In the forum thread below about copper dragonscale pen tubes, what hardware does shortz1lla recommend?

# Page extract:

────────────────────

# Copper Dragons, by Toni



## edstreet (Feb 7, 2014)

So I am somewhat working with this epic set of tubes from Toni, it's her copper dragonscale.  It's for a baron series but honestly I don't like the looks of anything that could fit on there.  So theory goes don't like some of the hardware then toss it and get something that does work with it   Am leaning towards something kitless, ideas? Suggestions?


----------



## Ambidex (Feb 7, 2014)

I'm thinking something in a black ti would work...vague but the color match in my eye would work..


----------



## edstreet (Feb 7, 2014)

Black Ti would be fine and all but you have the baron series trim that is the objection.


----------



## The Penguin (Feb 7, 2014)

I'm thinking rhodium.


----------



## edstreet (Feb 7, 2014)

This is Rhodium and black Ti next to it


----------



## plantman (Feb 7, 2014)

ED; How about Sterling Silver???  You could give the hardware a alcohol ink wash to bring it to the Knights of old look. Knights and dragons go well together.  Fantastic tubes Toni !!!   Jim   S


----------



## Dale Lynch (Feb 7, 2014)

Are the tubes 10.5 & 12.5mm? If so put them on a black ti Duke ballpoint.


----------



## edstreet (Feb 7, 2014)

Sterling will look very close to rhodium.  

Will still have the center band and other designs to deal with.


----------



## Katya (Feb 7, 2014)

I like the black ti, but my first thought was copper.. might be a bit much though.
I wonder if you could add a patina to the copper?  Verdigris might be cool.


----------



## edstreet (Feb 7, 2014)

Spanx said:


> Are the tubes 10.5 & 12.5mm? If so put them on a black ti Duke ballpoint.



Uhm no, that's gent series size.  This is baron series.


----------



## shortz1lla (Feb 7, 2014)

Black Chrome Baron from Beartooth.


----------



## plano_harry (Feb 8, 2014)

I'd go oil rubbed bronze.  Check this out:  Beautiful handmade fountain pens; Luxurious handmade rollerball pens


----------



## edstreet (Feb 8, 2014)

────────────────────

# Material provided:
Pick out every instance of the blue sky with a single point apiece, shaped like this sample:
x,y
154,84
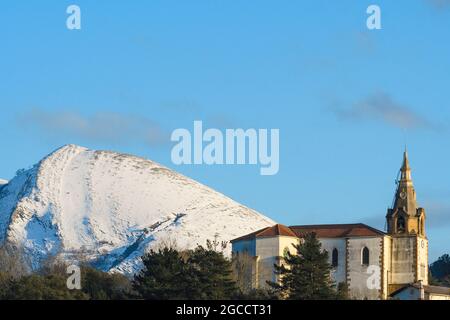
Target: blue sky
x,y
346,99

────────────────────

# Correct answer:
A Black Chrome Baron from Beartooth.